[Provided data]
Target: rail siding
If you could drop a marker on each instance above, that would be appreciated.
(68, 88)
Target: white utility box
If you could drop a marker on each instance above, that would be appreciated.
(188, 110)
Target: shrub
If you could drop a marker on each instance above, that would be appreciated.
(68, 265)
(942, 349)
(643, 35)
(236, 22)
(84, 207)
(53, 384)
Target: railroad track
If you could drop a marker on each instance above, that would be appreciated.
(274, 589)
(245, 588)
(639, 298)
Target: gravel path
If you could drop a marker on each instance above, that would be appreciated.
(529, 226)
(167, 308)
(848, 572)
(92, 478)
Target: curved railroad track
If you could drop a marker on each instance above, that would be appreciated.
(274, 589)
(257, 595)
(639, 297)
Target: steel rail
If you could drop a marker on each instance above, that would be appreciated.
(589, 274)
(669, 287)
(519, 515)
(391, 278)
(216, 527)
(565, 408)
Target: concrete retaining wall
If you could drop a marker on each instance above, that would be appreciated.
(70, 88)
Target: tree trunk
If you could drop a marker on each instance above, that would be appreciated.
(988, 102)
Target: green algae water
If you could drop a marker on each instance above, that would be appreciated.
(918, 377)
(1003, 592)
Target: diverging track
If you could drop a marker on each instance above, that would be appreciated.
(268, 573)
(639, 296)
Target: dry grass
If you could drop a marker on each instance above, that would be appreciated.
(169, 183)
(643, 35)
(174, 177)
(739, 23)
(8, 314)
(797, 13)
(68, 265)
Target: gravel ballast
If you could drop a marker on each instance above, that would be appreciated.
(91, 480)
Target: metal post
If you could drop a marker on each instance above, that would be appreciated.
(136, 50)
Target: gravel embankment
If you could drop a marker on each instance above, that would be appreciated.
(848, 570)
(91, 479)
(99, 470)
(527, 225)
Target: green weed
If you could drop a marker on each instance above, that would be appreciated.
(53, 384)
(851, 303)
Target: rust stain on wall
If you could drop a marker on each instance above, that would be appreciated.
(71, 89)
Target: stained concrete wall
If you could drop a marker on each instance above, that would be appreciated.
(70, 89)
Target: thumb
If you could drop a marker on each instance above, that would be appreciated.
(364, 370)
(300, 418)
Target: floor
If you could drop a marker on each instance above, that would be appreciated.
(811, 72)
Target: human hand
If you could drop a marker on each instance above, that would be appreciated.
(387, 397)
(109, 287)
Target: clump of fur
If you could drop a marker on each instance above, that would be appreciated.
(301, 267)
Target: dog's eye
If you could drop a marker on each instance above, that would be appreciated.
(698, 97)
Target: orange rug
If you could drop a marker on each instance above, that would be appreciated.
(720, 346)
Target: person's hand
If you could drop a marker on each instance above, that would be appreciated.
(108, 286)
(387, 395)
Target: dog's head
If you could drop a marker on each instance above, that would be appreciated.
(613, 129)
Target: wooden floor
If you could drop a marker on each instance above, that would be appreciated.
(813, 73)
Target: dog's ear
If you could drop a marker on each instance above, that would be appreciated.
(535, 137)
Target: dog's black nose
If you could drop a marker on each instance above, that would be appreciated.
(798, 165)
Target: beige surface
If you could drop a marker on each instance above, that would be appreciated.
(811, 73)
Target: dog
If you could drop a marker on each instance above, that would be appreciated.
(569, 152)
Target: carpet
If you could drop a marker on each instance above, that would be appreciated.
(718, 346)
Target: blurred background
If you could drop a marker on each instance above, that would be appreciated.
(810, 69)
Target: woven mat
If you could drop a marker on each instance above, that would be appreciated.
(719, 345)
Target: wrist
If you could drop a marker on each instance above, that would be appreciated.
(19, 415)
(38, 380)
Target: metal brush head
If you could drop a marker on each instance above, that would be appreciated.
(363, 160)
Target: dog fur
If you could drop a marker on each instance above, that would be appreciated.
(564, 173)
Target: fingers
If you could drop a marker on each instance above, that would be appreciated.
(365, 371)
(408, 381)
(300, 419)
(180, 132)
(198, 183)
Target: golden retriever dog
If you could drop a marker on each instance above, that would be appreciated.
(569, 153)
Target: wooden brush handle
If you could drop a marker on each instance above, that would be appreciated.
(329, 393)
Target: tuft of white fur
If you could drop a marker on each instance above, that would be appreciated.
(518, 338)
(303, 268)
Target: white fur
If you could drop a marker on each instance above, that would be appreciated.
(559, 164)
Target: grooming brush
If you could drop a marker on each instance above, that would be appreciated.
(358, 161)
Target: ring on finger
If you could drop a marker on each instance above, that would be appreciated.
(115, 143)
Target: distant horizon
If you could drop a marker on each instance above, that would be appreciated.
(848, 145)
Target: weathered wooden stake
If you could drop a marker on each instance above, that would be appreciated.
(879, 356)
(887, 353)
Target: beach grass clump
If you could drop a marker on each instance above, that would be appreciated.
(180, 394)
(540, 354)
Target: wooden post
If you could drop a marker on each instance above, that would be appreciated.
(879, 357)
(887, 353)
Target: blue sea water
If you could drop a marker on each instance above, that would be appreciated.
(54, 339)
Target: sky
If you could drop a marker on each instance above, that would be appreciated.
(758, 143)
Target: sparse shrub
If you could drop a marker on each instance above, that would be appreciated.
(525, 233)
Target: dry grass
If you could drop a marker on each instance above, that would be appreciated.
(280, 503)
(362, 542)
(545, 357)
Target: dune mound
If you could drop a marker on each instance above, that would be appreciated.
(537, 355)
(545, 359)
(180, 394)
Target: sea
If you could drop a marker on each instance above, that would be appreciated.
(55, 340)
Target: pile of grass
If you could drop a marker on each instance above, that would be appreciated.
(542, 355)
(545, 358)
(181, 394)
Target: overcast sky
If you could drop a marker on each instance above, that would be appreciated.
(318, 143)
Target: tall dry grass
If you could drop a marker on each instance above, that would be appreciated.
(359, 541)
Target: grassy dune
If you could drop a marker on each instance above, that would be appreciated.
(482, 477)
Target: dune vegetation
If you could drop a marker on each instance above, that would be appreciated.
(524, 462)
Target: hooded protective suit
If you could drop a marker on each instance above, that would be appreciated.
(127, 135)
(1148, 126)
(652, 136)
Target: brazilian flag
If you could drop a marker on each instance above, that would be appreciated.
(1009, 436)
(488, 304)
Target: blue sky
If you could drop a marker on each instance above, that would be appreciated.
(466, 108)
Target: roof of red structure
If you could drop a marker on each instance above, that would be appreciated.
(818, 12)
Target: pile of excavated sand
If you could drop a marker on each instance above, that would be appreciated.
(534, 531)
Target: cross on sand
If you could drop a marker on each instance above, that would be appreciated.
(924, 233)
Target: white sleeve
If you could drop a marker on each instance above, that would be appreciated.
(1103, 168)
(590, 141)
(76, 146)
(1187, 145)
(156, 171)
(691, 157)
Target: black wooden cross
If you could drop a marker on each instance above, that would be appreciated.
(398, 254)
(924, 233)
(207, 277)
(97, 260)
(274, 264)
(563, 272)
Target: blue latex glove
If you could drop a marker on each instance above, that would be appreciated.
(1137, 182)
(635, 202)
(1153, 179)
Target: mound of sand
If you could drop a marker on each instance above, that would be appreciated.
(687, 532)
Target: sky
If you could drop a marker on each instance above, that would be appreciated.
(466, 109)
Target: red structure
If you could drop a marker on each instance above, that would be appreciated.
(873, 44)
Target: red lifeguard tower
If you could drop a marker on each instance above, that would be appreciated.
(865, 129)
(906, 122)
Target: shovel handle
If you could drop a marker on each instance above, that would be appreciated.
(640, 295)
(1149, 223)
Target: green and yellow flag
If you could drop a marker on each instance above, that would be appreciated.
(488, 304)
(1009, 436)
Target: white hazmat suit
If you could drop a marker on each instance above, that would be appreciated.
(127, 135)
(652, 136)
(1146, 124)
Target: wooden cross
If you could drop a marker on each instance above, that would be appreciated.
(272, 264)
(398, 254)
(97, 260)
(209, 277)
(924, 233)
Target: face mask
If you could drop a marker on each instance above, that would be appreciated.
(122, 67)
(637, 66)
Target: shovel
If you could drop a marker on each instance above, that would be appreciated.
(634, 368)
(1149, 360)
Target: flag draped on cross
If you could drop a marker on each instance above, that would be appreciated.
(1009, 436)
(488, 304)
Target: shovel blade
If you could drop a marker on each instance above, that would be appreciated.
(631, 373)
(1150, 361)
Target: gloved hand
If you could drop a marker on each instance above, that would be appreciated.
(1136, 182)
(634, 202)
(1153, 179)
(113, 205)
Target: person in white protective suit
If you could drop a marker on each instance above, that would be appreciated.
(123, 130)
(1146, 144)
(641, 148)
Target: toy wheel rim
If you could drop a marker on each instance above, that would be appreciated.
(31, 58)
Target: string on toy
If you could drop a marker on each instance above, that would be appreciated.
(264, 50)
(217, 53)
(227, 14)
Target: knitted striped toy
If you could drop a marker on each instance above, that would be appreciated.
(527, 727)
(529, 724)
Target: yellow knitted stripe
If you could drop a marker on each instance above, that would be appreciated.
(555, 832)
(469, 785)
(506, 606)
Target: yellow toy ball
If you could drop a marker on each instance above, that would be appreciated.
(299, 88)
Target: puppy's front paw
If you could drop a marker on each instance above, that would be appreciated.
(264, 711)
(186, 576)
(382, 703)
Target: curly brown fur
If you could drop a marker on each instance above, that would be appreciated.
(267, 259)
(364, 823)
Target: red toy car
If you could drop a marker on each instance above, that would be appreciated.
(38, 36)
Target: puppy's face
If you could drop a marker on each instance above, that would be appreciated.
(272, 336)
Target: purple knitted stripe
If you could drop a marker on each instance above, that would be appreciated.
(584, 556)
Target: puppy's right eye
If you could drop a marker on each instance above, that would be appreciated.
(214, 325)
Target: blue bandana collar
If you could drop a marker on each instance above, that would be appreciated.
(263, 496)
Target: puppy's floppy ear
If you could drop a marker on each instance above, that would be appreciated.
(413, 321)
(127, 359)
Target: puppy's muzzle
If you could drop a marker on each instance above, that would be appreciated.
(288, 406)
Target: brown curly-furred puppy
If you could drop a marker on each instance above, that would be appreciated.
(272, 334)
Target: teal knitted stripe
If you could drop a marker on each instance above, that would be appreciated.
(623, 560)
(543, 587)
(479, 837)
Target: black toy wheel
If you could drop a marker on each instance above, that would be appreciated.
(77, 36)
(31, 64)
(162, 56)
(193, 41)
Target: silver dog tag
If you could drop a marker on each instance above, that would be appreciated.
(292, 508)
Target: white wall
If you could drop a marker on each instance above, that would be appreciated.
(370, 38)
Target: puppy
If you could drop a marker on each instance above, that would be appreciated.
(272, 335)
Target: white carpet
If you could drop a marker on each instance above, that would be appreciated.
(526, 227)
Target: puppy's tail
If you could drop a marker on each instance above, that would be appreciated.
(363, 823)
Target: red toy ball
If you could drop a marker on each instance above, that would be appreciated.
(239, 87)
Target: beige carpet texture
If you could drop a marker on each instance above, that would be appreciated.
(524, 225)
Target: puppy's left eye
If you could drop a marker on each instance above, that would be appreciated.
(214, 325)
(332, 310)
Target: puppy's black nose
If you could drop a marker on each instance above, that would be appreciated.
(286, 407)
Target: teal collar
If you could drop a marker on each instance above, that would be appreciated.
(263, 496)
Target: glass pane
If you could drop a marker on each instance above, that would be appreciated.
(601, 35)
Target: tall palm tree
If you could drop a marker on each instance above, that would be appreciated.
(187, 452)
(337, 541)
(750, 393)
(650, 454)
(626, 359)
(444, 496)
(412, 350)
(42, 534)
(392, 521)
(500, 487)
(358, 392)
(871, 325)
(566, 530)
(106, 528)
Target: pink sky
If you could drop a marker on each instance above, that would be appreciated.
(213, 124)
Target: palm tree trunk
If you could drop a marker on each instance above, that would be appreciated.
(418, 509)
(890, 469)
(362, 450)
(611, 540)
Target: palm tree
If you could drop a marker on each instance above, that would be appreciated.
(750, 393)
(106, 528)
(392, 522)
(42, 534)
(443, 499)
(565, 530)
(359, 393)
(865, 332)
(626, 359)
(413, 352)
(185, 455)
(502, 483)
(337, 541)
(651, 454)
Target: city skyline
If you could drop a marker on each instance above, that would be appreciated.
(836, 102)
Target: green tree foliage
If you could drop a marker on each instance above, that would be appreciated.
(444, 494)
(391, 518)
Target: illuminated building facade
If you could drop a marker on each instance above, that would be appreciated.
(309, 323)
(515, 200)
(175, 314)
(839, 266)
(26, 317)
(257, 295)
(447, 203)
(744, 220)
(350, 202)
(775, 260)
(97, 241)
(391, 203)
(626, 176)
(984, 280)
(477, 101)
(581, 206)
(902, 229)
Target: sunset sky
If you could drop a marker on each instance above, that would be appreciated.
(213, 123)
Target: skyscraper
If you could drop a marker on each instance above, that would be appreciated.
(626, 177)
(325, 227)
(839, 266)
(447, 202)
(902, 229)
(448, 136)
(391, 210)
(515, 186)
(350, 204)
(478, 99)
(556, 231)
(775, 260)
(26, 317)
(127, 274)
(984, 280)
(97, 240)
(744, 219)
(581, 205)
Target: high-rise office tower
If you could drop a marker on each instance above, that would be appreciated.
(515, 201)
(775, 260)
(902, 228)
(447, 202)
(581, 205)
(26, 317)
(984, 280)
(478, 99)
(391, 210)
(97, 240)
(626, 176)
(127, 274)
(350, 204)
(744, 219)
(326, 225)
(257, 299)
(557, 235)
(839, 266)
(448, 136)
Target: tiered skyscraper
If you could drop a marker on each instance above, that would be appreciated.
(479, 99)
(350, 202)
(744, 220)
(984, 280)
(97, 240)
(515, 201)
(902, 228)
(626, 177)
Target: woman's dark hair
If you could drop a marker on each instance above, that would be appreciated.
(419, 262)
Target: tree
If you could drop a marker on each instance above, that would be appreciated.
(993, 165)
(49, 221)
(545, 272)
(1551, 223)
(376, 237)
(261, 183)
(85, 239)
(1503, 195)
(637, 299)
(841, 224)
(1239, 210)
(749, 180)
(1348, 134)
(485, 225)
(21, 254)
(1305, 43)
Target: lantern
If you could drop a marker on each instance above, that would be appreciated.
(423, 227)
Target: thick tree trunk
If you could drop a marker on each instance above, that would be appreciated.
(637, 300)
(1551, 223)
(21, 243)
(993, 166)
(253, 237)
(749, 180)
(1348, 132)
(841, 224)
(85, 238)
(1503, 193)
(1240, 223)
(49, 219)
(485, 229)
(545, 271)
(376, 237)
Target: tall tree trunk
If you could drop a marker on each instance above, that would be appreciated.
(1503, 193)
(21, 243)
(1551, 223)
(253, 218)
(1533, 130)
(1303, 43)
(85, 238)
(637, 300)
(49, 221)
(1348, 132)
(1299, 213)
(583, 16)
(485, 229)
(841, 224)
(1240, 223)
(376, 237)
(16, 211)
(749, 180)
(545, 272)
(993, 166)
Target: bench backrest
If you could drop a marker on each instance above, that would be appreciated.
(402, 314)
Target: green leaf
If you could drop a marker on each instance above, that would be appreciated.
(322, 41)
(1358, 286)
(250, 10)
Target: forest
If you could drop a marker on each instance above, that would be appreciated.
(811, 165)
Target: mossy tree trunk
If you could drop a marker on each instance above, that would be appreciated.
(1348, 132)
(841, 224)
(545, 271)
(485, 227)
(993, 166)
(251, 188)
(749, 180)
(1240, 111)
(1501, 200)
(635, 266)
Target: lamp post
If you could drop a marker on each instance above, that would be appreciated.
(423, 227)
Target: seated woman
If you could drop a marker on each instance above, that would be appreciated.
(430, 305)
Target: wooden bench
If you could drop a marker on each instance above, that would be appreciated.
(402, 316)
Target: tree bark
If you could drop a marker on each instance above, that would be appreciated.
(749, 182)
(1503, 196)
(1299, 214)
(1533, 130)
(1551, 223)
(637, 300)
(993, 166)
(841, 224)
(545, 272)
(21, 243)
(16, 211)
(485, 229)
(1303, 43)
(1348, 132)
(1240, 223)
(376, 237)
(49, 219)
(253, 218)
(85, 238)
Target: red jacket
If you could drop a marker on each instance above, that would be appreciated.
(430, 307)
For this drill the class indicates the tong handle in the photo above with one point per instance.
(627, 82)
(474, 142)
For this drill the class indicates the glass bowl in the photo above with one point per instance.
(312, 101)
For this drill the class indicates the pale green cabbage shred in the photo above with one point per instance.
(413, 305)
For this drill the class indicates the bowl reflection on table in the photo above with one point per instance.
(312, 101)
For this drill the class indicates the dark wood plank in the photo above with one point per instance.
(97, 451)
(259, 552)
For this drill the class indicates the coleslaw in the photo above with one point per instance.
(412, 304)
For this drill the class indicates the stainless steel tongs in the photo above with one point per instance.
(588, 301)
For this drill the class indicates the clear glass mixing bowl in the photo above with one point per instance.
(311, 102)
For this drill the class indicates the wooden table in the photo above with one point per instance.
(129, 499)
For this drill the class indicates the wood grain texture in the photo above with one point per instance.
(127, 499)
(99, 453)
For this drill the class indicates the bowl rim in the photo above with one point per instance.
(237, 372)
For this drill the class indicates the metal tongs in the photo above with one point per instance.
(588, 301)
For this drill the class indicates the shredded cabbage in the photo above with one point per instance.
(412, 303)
[/Provided data]
- The problem -
Using the data above, transcribe the lines that run from the line with "Target: brown curly-furred puppy" to the line with "Target: white wall", both ends kept, and output nothing else.

- Expected answer -
Target: brown curly-furred puppy
If you could drop a marker on each instance above, that would be appreciated.
(272, 334)
Target: teal knitted stripe
If you could drop a marker on each instance above, that would be appreciated.
(623, 560)
(543, 587)
(479, 837)
Target: black toy wheel
If you could drop a marker on each instance above, that would be appreciated.
(77, 36)
(31, 64)
(162, 56)
(193, 41)
Target: silver dog tag
If you could drop a marker on each instance above, that would be appreciated.
(292, 508)
Target: white wall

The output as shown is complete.